Every entry must be set down exactly in the answer; no pictures should appear.

[Stored data entries]

>>

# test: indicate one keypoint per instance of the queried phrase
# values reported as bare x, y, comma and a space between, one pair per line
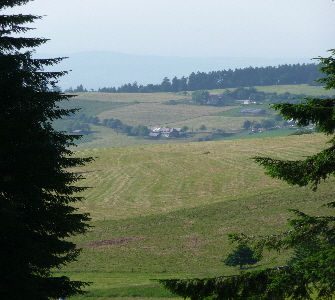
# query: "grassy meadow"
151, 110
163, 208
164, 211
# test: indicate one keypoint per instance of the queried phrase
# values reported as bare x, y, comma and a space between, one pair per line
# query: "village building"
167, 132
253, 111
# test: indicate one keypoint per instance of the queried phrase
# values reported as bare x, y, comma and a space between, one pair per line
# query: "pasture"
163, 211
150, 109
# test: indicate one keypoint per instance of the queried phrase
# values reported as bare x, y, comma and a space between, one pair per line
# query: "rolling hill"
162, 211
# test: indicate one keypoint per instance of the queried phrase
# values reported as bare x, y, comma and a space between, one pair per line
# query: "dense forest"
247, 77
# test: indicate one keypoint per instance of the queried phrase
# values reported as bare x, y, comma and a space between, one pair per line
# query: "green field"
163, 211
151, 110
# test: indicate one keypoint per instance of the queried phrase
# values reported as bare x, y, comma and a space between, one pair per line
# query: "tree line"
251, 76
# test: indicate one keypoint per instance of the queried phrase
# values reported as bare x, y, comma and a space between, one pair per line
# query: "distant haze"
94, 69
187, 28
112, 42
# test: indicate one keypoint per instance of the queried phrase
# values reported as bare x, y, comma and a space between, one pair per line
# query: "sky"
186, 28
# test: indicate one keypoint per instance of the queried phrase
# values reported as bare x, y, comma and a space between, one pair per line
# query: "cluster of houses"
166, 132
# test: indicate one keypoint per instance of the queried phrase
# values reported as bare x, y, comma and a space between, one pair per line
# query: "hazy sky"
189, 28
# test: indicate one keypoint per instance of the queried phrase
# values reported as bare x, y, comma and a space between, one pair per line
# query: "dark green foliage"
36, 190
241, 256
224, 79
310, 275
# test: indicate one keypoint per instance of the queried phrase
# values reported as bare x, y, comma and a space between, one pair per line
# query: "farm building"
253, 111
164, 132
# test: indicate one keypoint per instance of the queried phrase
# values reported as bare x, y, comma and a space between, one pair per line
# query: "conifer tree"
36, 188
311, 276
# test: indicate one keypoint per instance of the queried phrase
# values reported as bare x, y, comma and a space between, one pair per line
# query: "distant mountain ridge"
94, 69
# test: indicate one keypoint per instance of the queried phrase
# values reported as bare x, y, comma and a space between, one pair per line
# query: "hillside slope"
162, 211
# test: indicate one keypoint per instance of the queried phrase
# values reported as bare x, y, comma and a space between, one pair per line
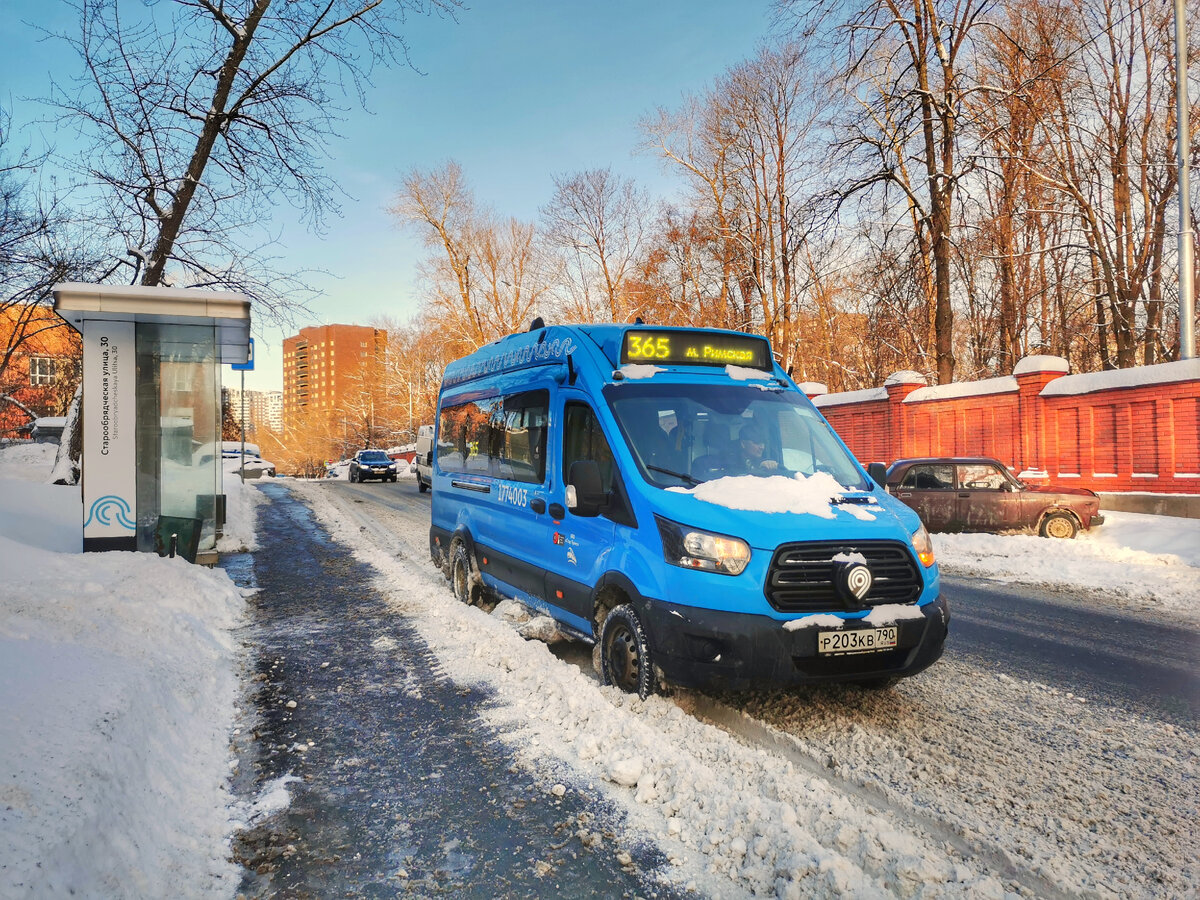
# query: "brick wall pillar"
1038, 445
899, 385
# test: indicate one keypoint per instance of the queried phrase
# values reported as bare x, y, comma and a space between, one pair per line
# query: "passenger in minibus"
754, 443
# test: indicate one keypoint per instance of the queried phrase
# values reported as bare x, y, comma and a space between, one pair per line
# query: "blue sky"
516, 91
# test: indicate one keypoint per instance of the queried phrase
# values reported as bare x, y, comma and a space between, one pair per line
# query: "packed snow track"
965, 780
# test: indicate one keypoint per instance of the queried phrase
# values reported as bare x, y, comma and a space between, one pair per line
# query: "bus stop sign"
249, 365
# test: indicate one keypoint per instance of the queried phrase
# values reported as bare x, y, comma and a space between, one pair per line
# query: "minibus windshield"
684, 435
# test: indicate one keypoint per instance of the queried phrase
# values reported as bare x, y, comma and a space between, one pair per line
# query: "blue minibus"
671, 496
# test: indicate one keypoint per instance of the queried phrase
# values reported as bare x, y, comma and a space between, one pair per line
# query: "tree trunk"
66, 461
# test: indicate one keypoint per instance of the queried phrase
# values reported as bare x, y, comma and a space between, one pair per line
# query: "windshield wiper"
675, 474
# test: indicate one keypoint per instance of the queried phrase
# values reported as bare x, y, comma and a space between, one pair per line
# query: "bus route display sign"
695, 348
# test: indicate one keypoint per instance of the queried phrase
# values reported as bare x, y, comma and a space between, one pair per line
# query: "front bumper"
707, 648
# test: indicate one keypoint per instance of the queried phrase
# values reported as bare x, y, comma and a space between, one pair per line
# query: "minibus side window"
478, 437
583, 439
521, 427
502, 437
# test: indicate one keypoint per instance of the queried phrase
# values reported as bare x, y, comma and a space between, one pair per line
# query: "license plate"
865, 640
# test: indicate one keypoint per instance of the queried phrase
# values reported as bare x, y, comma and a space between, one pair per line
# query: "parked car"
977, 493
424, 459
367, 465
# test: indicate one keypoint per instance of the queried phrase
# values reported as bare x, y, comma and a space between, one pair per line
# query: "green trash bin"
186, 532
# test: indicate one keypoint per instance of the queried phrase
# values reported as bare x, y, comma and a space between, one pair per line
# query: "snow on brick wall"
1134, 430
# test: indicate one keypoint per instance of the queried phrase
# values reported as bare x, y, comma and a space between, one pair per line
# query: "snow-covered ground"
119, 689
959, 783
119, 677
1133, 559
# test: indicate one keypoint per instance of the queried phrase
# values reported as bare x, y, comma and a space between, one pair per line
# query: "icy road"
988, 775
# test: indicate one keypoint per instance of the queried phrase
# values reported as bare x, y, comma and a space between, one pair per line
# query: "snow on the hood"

<<

FINISHED EXERCISE —
# test: indicate one keypoint per instance of the queried phrase
# values reported as bare x, y, comma and a space between, one pair per line
# query: "grassy meadow"
151, 110
163, 208
164, 211
# test: indicate one keypoint per instance of the queried phrase
# values reported as bare x, y, comma and a space between, one pair per line
# query: "village building"
167, 132
253, 111
# test: indicate one keypoint per instance of the queried phrase
# values reported as bare x, y, comma and a space between, one pair per line
# query: "pasture"
163, 211
150, 109
# test: indicate one keypoint per instance of the queried phrase
# values reported as bare x, y, comma and a space between, one pair per line
# query: "rolling hill"
162, 211
# test: indicate one keypoint per instance of the queried phrase
# values reported as bare x, y, comma and a space between, one pair per line
# query: "dense forest"
247, 77
# test: indicate one keypoint per instance of the queried phrase
# values reported as bare x, y, comma and a space between, one pair per line
# query: "green field"
163, 211
151, 110
# test: indicate one keypoint per instance of the queried phrase
# values reported as bare x, y, comma and a space between, one pair per line
# query: "tree line"
251, 76
# test: indicate one keypoint per instance of the queried phrase
# values reported as bare x, y, comma and a space between, one pair per line
# query: "distant haze"
94, 69
187, 28
112, 42
# test: indicate one keypoint per instance of the queried phrase
# values reported as bare x, y, comma and a space between, one pair per line
# query: "sky"
186, 28
# test: indicate one keypoint per instance of the queried phrase
# values reported as bare x, y, comma and a space between, one pair per line
# query: "cluster of houses"
166, 132
# test: indicate one keypoint per instance of the queried phrase
# values reported as bare x, y, comma and a space between, one pair per line
# query: "hazy sky"
189, 28
# test: indicate one keypoint per instance of the queried phrase
# values reported as bare x, y, comma and a space between, one pair per line
# query: "dark green foliage"
36, 190
241, 256
224, 79
310, 275
# test: indicate one keypoint per instance of the queried phrase
# values reported as bare x, y, comma and a space between, one pair per line
# query: "farm building"
253, 111
164, 132
# test: indicate one keypoint per instance of the queried phrase
# values reported as bare x, y, comma and a space between, one pair per line
# query: "conifer tree"
36, 188
311, 276
# test: indicate one keypoint per instance of the queried phrase
# values reported as bare x, y, comma and a space between, one pair per line
# query: "distant mountain ridge"
94, 69
# test: indicate one keypoint per instance of the queried phrase
# values reported as bare x, y, comma and a space between, one pair per line
# query: "hillside slope"
162, 211
# test: indicate one keypoint per instance of the queried phrase
# values reported as bare x, y, comma and a space between, one pair per line
# query: "brick wall pillar"
1038, 445
899, 385
# test: indicate one keypoint per instance of the queried phrase
# values reported as bare x, y, comma and a space between, one pair per line
# query: "passenger in minibus"
754, 443
# test: indicate one keypoint per instance of the queried phrase
# values reported as bare x, y, comma and a space between, one pair per line
# query: "blue sky"
516, 91
# test: indicate one keypoint per instance of the queried phrase
# values reported as bare x, y, comma and a space between, one pair per line
# query: "packed snow track"
965, 780
# test: indicate one keypoint per instance of the queried phrase
# values reported as bare x, y, comma and a space between, one pair per line
# query: "bus stop sign"
249, 365
# test: indicate one keypoint per instance of the queried phrase
# values reported as bare x, y, comma and a space between, one pair per line
# query: "minibus windshield"
684, 435
# test: indicate one keypoint per instance of the queried phrase
# values reported as bare x, y, comma and a space between, one pair per line
# query: "blue minibus"
671, 496
# test: indicate one keypoint per instance of the queried phrase
# values reported as bare x, y, comma and a space between, one pair per line
# query: "tree trunk"
66, 461
# test: indicate one keypoint per instance of the queried phrase
# values reported as bare x, y, comma and a space between, one pair per line
# query: "windshield wiper"
675, 474
# test: indicate one keypoint per instance of the queried phrase
# values reported as bare x, y, comma and a space between, one pair per line
# query: "bus route display sign"
695, 348
# test: indicate one keypoint per instance of the queried phrase
# values reported as bare x, y, comma and a space between, one pair per line
# query: "front bumper"
707, 648
# test: indicate one keypoint per instance of the queried phrase
# values reported as bare x, y, comma and a space between, one pair per line
# query: "minibus side window"
478, 437
583, 439
521, 427
502, 437
# test: indicate one keypoint per instance of the queried phrase
# values reported as bare x, y, comma and a space between, one pair per line
# query: "license plate"
865, 640
# test: indicate one keypoint per instance of the queried phrase
# values reported as bare x, y, comma and a space between, one pair per line
# query: "parked car"
977, 493
424, 459
367, 465
# test: indicate one keypoint per instance of the queried phrase
# values reported as bare x, y, comma and a space between, one pair per line
# query: "green trash bin"
186, 532
# test: indicate one keypoint per instance of the queried phrase
# values reported as bare x, y, comma and a space between, one pair per line
# query: "snow on brick wall"
1134, 430
# test: indicate one keypoint per instance of the queried phrase
# values reported as bare x, y, comma and a space between, one pair per line
# query: "snow-covered ground"
119, 689
959, 783
119, 677
1133, 559
# test: indicate one keypoint per instance of the queried phrase
# values reported as bare x, y, comma and a space between, one pair per line
# query: "icy road"
988, 775
# test: indicate one keypoint per instance of the queried phrase
# values reported as bare x, y, comma and a space between, one pair per line
# query: "snow on the hood"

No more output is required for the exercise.